■ **Provided passage**
By Jane Marsh
Many Americans think of water scarcity as something that only affects developing nations. That could not be farther from the truth — millions of people in the U.S. lack running water or basic indoor plumbing, even in highly developed areas. As climate change worsens, droughts will affect everyone regardless of economic status. Money just cannot buy rain.
Experts predict that by 2071, almost 50% of U.S. freshwater basins could be unable to meet water demands. This crisis will lead to severe water shortages across the United States, including the southern and central Great Plains, the central Rocky Mountain states, the Southwest, South, Midwest and parts of California.
The U.S. could be as much as 5.7°F warmer by 2050. Although that may not sound alarming, a 2013 study in Salt Lake City, Utah, found that for every degree of warming, surrounding streams in the region could see a 6.5% reduction in flow. Climate change across the country will lead to evaporation in rivers, lakes and reservoirs, as well as more serious, prolonged droughts. It is already happening in several places.
Lake Mead — which straddles Nevada and Arizona — is the largest artificial body of water in the United States. Lake Powell in Utah and Arizona is the second largest. Both have fallen to record-low water levels. The lakes supply water and electricity in Arizona, California, Colorado, Mexico, Nevada, New Mexico and Wyoming. They cannot flow downstream and power hydroelectric plants if they get dry enough.
Even in northern areas receiving greater rainfall due to climate change, the rain tends to come in intense bursts that are hard to capture and use. Coupled with the fact that only 3% of the world’s water is freshwater, it is no wonder why there is a scarcity problem.
In response to the encroaching water crisis, the U.S. is building more desalination plants to convert seawater into drinkable water, but the process is expensive. Better solutions are necessary.
One proposed idea is to cover waterways with solar panels to reduce evaporation and California is already testing the strategy. Industrial water usage can also be curbed by installing better reverse osmosis systems — which improve efficiency at power plants — and reducing agricultural irrigation, implementing smart water sensors and recycling wastewater.
Individuals can also limit their water usage to cut down on overall water loss dramatically. By taking shorter showers, not running the faucet while doing dishes and installing low-flow water fixtures, residents of drought-stricken areas will significantly impact water conservation.

■ **Check your understanding**
• A. Answer these questions using the article on U.S. water scarcity.
(i) By what year could almost 50% of U.S. freshwater basins be unable to meet water demands?
(ii) What is the largest artificial body of water in the United States?
(iii) What percentage of the world's water is freshwater?
• B. According to the article on U.S. water scarcity, why doesn't the greater rainfall in some northern areas solve the scarcity problem? Answer in one to three sentences.
• C. Reproduce the portion of the article on U.S. water scarcity between "Lake Mead —" and "solutions are necessary.", inclusive.

(Items listed in a dataset)
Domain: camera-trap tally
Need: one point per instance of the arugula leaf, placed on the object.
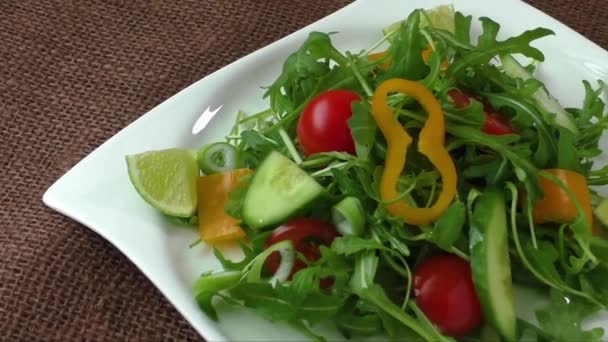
(302, 72)
(526, 116)
(363, 285)
(276, 303)
(488, 47)
(209, 285)
(350, 244)
(562, 319)
(360, 325)
(462, 27)
(255, 147)
(567, 158)
(363, 129)
(348, 184)
(449, 226)
(406, 51)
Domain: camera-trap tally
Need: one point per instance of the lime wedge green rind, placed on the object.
(166, 179)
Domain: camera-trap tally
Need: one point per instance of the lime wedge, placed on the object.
(166, 179)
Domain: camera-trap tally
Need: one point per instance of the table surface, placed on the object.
(72, 74)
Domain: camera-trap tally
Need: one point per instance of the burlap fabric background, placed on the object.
(72, 73)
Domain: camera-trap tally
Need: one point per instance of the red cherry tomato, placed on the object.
(495, 124)
(306, 234)
(323, 125)
(445, 293)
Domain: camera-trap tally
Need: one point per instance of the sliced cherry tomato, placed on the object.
(323, 126)
(495, 123)
(445, 292)
(306, 234)
(461, 100)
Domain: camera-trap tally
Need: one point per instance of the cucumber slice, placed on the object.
(490, 265)
(278, 190)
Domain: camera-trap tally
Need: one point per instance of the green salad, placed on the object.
(403, 190)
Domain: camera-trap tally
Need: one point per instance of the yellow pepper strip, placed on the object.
(430, 144)
(215, 225)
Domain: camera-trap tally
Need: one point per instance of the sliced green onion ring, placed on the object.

■ **Answers in order**
• A.
(i) 2071
(ii) Lake Mead
(iii) 3%

• B. The rain in those areas tends to come in intense bursts that are hard to capture and use. Only 3% of the world's water is freshwater, which adds to the scarcity.

• C.
Lake Mead — which straddles Nevada and Arizona — is the largest artificial body of water in the United States. Lake Powell in Utah and Arizona is the second largest. Both have fallen to record-low water levels. The lakes supply water and electricity in Arizona, California, Colorado, Mexico, Nevada, New Mexico and Wyoming. They cannot flow downstream and power hydroelectric plants if they get dry enough.
Even in northern areas receiving greater rainfall due to climate change, the rain tends to come in intense bursts that are hard to capture and use. Coupled with the fact that only 3% of the world’s water is freshwater, it is no wonder why there is a scarcity problem.
In response to the encroaching water crisis, the U.S. is building more desalination plants to convert seawater into drinkable water, but the process is expensive. Better solutions are necessary.